**Task objective:**
Give back, unchanged, the lines of the listing from the one holding "obj: carved drawer" through the one holding "25,24 -> 474,321", including both.

**The input:**
* Begin *

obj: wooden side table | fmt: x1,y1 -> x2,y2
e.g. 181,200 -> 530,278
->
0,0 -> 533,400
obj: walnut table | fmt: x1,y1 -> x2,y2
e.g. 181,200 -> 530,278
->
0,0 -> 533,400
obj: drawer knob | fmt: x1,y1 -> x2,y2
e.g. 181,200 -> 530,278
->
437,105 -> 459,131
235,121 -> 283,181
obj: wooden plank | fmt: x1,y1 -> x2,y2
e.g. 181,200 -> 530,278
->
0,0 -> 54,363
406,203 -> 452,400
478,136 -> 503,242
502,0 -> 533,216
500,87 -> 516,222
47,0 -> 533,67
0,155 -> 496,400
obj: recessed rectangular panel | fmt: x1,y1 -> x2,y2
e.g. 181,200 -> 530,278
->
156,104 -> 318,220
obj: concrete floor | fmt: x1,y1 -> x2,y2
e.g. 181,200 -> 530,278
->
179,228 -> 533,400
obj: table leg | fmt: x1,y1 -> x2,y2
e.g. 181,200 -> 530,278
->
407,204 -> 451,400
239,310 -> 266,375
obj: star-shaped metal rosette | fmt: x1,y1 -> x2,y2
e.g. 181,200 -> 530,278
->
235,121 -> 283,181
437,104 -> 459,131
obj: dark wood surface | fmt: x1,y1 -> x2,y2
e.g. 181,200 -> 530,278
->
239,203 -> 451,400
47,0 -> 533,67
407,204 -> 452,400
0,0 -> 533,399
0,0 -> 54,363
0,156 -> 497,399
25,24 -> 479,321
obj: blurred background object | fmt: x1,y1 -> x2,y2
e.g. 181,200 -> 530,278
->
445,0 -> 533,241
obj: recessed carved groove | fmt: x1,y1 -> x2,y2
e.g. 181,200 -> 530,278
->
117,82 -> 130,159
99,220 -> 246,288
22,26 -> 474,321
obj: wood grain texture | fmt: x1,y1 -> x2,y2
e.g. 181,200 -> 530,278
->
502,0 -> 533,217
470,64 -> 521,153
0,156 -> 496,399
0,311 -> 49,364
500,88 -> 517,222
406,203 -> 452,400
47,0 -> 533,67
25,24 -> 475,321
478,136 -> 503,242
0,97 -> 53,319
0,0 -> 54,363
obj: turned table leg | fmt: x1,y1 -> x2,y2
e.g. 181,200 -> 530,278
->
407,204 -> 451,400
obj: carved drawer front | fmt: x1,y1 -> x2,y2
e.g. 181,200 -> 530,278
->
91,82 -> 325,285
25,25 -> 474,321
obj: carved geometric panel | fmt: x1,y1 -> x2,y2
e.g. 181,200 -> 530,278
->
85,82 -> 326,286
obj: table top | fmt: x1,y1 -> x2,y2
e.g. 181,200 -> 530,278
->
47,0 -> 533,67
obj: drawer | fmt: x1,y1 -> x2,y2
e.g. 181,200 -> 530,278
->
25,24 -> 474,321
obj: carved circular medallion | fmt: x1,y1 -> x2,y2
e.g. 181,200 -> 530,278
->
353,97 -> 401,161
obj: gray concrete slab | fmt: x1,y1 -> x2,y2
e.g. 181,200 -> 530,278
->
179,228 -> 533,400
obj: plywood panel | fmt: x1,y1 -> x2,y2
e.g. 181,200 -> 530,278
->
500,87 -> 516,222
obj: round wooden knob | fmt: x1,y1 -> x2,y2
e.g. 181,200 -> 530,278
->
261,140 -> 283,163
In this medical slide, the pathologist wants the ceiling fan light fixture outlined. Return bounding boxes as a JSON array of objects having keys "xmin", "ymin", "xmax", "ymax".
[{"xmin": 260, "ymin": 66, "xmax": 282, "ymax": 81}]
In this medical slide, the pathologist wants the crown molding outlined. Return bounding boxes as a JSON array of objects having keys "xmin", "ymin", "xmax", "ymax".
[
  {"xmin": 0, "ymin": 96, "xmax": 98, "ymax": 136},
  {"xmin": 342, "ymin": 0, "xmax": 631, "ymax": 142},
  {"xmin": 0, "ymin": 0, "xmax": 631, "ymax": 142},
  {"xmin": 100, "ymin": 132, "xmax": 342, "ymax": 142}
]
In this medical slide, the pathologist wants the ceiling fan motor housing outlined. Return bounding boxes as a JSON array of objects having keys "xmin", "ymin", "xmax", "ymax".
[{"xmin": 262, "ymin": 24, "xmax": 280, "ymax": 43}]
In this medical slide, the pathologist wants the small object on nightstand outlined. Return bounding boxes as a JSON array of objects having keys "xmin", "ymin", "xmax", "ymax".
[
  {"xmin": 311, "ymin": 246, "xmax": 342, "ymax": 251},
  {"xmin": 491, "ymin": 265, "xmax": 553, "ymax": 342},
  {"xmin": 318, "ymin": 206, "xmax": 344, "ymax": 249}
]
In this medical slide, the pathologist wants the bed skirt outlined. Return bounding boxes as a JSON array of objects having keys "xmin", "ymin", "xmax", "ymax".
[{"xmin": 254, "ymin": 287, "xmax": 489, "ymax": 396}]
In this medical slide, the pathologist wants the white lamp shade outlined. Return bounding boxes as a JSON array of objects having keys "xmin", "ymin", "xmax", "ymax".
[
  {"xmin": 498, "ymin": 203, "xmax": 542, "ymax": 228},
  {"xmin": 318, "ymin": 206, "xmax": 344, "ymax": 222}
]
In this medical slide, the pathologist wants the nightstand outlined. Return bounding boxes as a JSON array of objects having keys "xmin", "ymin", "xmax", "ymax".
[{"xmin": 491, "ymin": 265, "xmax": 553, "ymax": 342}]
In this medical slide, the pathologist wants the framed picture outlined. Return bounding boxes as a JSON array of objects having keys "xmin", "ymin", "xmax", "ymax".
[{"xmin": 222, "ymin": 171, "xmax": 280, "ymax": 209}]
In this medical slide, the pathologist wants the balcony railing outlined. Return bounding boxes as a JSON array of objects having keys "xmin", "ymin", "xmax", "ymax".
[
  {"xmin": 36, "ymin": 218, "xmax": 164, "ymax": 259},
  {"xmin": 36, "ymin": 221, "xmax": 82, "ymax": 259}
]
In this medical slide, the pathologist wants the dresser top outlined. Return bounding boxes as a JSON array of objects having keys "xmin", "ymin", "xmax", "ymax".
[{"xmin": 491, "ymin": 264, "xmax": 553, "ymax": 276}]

* End *

**The result:**
obj: carved drawer front | fmt: x1,y1 -> x2,y2
e.g. 181,200 -> 530,278
->
91,82 -> 325,285
25,25 -> 474,321
obj: carved geometric panel | fmt: x1,y1 -> x2,y2
e.g. 181,200 -> 530,278
->
85,82 -> 326,286
obj: table top | fmt: x1,y1 -> x2,y2
e.g. 181,200 -> 530,278
->
47,0 -> 533,67
obj: drawer | fmt: x1,y1 -> x2,y2
e.g. 181,200 -> 530,278
->
25,24 -> 474,321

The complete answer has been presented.